| STATED EXERCISE |
Please reproduce only the data beginning with the line that contains "Category: trimmed hedge" and continuing through the line that contains "(1254, 486)", requests included. Scale every point coordinate in the answers by 0.4 and round each result to a whole number, with halves rounded up.

| SUPPLIED RECORDS |
══════════

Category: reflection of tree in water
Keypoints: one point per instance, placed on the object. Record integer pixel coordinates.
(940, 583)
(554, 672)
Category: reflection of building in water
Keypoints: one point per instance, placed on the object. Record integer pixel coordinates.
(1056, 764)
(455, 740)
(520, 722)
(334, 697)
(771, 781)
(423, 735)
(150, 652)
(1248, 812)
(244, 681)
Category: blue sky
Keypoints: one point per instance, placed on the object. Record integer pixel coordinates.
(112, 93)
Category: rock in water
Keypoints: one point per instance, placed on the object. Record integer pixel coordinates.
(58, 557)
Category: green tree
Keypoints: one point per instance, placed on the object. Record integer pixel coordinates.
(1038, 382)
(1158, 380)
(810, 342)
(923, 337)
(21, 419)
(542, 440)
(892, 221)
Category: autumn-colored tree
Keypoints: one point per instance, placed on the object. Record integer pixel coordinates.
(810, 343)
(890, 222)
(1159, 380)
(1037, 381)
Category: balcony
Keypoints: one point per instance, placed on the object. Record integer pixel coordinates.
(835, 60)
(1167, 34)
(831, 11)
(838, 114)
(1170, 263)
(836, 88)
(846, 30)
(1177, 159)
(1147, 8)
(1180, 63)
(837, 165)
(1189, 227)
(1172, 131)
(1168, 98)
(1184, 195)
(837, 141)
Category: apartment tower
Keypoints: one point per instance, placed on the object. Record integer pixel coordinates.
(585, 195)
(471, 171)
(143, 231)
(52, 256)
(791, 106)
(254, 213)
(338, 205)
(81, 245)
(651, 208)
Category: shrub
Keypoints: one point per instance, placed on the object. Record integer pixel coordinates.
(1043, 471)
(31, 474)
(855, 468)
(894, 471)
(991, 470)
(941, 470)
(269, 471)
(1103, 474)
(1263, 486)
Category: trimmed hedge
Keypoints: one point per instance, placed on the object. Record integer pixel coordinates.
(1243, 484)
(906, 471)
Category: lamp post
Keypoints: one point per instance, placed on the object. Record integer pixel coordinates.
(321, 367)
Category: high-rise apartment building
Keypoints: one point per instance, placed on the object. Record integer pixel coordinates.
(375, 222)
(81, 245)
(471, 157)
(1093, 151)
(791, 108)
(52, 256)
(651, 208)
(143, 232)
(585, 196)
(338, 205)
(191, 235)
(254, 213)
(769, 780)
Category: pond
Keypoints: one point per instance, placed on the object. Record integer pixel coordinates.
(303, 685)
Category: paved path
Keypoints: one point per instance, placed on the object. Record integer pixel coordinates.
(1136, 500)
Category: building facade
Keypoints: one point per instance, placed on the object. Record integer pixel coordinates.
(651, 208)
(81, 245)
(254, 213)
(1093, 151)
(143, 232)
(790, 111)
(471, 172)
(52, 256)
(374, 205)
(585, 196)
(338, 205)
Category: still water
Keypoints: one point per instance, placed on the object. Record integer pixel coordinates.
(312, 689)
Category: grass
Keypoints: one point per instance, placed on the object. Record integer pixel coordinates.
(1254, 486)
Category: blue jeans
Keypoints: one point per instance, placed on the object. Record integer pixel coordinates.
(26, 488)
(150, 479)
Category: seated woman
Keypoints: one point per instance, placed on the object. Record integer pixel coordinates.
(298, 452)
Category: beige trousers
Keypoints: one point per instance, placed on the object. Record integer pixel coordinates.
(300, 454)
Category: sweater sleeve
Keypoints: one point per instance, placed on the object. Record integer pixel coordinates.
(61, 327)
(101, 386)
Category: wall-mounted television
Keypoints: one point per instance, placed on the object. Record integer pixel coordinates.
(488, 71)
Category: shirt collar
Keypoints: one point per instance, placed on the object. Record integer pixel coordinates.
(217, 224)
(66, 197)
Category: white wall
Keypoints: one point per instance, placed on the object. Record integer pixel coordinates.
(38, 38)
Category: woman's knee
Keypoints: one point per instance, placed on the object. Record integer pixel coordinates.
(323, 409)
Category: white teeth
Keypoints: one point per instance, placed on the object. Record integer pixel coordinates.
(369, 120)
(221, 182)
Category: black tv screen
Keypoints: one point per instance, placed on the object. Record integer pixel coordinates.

══════════

| EXERCISE SOLUTION |
Category: trimmed hedge
Keypoints: one point per instance, placed on the object. Record integer pixel coordinates.
(497, 194)
(362, 188)
Category: lamp post
Keypoints: one point per instance, placed on the object. Record integer pixel coordinates.
(128, 147)
Category: high-rise apartment building
Keypoints: one point per instance, placed on the object. Record integer pixel coordinates.
(150, 89)
(32, 98)
(188, 63)
(437, 60)
(316, 43)
(21, 102)
(260, 83)
(57, 93)
(234, 78)
(135, 82)
(76, 94)
(102, 85)
(308, 312)
Category: pond
Keypoints: one point per instance, placed on the object. Record integer pixel coordinates.
(121, 274)
Category: paved path
Keypoints: one point per instance, placed on the object. Record integer pixel coordinates.
(454, 200)
Category: building facade
Keypoints: one point per instance, placed on the object. Record integer pixel coordinates.
(260, 83)
(32, 98)
(102, 85)
(437, 60)
(57, 93)
(316, 44)
(188, 69)
(21, 102)
(150, 82)
(234, 78)
(135, 82)
Category: still water
Keypoints: one point per instance, placed on the object. Record integer pixel coordinates.
(125, 276)
Category: grass
Keypoints: one point per instance, placed on the object. Record integer pixel coordinates.
(502, 194)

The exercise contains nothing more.